<<<<

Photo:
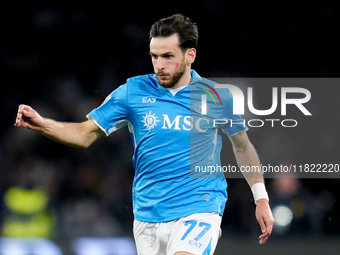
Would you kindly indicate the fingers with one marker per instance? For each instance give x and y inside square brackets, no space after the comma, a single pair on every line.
[23,111]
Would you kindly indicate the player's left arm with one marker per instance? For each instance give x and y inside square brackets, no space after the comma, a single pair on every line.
[246,155]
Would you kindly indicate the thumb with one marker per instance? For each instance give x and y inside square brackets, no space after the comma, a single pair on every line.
[28,112]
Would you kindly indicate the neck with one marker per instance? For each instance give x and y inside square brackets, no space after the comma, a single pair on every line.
[185,79]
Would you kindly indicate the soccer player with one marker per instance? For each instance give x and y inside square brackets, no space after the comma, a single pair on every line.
[176,212]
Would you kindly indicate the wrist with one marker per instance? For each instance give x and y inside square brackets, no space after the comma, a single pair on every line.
[259,192]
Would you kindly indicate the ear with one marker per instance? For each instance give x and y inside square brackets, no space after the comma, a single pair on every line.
[190,56]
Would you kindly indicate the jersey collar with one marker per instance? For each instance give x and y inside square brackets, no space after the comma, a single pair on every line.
[194,75]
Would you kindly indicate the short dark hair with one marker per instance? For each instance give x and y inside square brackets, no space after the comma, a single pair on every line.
[177,24]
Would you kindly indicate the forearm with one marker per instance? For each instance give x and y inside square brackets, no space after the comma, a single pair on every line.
[71,134]
[247,158]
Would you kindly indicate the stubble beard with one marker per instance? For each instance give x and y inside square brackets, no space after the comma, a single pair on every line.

>>>>

> DIRECTIONS: Please write out all the data again word for word, but not the pictures.

> RESULT OF THIS EXERCISE:
Photo:
Would you kindly indicate the fingers with one marker per instance? For each instance give x and y inside square brackets, no space after the comma, a single pair on every line.
[23,111]
Would you kindly indicate the player's left arm with one marker per instance? For each instance give x and y inside square brackets, no space after the comma, a single pair on every line.
[246,155]
Would you kindly indicate the thumb with one marker per instance? For each instance give x and y inside square brackets, no space after the comma, a single pair on every line.
[28,112]
Would you kindly indicate the neck with one marker per instance? For each instance give x and y inside square brackets, no space after the comma, a single pair on every line.
[185,79]
Would you kindly indicate the soccer player with one marker per instance? For each instance give x and y inside square brackets, no space after the comma, a single pair on every line.
[176,212]
Would you kindly indicate the wrist with one marker per instance? For each instance give x and y inside square brackets, no space after the comma, a single pair on every line.
[259,192]
Would you kindly indicate the ear with one marker per instance? For each instance give x and y inside square brackets, no space after the comma, a single pair on every line.
[190,56]
Would you kindly indicate the jersey collar with one marker per instance? For each instance give x and y inside square brackets, no space after the comma, a single pair on every line.
[194,75]
Would you kindly indicate the short dark hair with one marker per instance? For each instance give x and y inside square brackets, no space after the comma, a single pair on every line.
[177,24]
Would you kindly indicate the forearm with one marker per instance? For each instance give x and y inside square brackets, no space after the comma, a single pair on every line.
[71,134]
[247,158]
Would you kindly indicate the stubble beard with one marker per instance? For each instance give x and y inside square brackets, no space after the comma, a single pair on every line.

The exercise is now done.